[Segmentation labeling data]
------------

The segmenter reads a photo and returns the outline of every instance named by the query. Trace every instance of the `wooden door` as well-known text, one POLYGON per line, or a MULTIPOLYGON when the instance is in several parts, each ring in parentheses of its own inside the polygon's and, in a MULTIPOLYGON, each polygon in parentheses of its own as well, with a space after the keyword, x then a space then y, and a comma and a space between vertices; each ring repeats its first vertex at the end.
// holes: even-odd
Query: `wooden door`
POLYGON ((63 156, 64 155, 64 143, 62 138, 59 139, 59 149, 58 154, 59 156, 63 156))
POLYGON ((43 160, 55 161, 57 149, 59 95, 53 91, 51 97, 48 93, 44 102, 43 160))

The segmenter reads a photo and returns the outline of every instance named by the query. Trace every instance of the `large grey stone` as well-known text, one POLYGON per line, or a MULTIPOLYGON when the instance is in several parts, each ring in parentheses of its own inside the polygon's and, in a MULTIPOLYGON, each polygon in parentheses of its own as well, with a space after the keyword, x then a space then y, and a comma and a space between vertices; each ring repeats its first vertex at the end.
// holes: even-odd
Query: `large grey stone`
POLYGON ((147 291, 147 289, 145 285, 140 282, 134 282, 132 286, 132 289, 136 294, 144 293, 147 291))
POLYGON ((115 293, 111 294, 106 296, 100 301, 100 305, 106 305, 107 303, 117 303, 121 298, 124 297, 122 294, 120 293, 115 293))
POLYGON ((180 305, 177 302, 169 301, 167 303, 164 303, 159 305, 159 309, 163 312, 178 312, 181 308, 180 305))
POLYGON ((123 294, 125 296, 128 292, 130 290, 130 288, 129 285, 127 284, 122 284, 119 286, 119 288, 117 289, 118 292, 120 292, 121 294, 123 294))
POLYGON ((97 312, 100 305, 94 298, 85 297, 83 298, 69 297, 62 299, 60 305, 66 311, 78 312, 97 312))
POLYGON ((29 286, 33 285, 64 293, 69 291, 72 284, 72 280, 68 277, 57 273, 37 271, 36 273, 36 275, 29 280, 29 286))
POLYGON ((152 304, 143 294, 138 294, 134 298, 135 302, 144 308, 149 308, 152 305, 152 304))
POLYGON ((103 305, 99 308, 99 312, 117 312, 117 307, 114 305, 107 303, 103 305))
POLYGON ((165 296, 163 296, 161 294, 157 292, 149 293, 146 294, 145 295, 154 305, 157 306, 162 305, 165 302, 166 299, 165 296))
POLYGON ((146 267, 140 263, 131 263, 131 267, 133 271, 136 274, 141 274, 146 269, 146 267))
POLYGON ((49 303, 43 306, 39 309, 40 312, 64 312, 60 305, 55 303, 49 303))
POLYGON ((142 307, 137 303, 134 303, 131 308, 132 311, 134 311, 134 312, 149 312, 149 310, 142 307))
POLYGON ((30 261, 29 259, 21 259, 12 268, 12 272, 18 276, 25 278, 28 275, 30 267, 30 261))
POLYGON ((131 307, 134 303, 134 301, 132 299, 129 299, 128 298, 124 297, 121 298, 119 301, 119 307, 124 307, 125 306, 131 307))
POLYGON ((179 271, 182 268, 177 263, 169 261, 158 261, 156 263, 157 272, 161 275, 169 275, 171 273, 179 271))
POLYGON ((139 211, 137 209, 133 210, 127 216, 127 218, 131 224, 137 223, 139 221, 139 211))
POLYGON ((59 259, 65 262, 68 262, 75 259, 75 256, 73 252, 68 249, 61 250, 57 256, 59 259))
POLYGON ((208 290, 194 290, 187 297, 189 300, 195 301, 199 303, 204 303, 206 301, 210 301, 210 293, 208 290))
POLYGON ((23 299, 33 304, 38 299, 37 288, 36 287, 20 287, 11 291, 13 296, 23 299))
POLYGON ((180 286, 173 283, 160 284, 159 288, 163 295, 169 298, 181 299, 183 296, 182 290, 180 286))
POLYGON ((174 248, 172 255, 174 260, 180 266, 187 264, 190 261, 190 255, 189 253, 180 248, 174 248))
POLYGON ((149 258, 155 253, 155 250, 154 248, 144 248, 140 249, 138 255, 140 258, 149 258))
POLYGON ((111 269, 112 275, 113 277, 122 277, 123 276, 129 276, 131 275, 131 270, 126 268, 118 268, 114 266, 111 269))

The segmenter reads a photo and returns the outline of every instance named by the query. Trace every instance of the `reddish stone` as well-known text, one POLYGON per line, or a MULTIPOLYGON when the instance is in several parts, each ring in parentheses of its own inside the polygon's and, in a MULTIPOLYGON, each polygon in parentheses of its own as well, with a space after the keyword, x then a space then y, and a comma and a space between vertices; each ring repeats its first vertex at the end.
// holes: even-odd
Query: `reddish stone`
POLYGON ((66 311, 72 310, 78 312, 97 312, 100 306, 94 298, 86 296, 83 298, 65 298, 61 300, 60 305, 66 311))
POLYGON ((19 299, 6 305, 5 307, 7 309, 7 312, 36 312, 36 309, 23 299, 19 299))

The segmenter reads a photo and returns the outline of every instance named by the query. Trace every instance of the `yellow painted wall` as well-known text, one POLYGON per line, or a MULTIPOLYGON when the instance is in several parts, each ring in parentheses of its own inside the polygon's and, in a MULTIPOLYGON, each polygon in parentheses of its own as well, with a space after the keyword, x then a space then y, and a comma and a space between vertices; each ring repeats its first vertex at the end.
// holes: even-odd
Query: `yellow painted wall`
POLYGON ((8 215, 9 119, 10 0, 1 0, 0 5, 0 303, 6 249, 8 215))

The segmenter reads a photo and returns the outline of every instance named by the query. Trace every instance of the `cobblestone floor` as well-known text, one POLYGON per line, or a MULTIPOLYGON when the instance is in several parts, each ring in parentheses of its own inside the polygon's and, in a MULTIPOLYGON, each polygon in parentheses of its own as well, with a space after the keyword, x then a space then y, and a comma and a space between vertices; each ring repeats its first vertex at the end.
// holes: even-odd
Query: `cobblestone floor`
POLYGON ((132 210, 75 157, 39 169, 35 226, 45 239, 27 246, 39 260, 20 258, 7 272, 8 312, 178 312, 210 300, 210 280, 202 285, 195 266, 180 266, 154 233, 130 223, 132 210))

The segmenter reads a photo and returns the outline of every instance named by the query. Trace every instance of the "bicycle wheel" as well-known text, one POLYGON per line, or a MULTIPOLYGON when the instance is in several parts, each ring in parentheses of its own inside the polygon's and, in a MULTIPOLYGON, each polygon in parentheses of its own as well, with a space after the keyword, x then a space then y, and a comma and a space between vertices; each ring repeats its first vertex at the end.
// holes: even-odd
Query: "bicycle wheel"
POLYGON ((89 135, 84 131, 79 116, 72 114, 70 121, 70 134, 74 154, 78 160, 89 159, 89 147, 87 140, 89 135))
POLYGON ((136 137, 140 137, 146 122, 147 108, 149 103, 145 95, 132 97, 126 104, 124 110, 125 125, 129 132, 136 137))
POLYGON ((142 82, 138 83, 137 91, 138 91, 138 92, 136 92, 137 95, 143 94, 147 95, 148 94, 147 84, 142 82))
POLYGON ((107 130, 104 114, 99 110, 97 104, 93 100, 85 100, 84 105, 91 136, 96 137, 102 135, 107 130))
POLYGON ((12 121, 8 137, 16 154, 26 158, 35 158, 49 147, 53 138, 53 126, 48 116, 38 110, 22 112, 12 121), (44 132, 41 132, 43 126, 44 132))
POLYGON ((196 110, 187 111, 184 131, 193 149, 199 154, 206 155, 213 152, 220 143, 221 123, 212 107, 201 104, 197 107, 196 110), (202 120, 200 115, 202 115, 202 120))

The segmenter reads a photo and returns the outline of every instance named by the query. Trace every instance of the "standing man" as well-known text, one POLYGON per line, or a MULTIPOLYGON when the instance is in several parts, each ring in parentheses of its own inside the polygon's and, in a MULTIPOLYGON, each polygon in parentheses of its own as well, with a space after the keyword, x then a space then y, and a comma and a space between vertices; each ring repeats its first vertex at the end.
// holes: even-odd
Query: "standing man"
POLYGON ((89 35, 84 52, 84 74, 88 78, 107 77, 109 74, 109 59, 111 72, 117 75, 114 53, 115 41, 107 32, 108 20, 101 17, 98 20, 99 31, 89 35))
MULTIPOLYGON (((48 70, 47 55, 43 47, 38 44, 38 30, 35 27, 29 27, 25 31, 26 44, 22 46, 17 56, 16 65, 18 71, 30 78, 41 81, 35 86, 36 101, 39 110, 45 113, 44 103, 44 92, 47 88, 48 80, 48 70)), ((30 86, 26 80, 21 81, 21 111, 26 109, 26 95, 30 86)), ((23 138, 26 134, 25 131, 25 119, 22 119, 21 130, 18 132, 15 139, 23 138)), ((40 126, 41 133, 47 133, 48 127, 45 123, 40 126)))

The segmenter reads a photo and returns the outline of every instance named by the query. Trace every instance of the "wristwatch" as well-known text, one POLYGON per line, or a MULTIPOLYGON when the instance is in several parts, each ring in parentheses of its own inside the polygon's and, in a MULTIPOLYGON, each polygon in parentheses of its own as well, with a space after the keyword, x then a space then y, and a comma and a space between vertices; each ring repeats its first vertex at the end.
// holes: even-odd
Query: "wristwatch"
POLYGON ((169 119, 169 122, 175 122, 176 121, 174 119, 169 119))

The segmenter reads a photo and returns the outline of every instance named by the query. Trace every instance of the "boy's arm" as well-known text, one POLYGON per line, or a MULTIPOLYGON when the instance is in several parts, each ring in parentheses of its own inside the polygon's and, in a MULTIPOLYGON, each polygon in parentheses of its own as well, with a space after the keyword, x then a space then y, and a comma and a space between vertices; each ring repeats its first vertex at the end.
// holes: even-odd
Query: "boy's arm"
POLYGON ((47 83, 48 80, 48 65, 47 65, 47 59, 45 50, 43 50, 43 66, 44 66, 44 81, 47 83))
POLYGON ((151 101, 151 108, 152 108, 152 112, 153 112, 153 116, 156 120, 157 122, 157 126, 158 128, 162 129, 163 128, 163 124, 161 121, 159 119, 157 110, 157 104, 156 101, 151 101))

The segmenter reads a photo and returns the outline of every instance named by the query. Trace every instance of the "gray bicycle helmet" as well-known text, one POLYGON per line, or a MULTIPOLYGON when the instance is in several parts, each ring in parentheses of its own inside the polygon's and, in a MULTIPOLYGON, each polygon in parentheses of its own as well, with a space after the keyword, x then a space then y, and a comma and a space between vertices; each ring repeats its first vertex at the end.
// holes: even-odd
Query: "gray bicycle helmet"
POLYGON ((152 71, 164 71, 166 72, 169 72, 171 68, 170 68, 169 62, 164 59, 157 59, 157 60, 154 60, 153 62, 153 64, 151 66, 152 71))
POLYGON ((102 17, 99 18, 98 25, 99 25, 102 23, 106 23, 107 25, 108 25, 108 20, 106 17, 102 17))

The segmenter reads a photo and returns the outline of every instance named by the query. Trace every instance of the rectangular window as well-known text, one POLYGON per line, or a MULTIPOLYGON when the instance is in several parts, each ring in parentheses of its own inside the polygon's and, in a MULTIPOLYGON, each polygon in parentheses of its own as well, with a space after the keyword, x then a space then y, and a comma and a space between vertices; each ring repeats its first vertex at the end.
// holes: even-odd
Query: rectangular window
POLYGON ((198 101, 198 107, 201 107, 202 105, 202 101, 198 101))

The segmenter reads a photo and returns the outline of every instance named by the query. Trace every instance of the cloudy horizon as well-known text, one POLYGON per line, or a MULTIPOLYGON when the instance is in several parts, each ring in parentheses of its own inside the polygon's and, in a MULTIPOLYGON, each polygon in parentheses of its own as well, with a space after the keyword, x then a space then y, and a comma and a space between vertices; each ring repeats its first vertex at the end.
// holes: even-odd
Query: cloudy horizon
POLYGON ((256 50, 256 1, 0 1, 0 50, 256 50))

------------

### GIVEN REQUEST
Show every line of the data above that contains the word "floor", treating uppercase and lowercase letters as different.

### THE COMPLETED TASK
The segmenter reads a photo and returns the outline of every instance named by the query. Trace every instance of the `cobblestone floor` as well-known text, one POLYGON per line, or a MULTIPOLYGON when the instance is in several parts, each ring in parentheses of its own inside the polygon's and, in a MULTIPOLYGON, each polygon in parentheses of its own as well, with a space after the keyword, x then a space then y, and a comma and a space between vertices; each ring repeats its first vertex at the end.
Query: `cobblestone floor`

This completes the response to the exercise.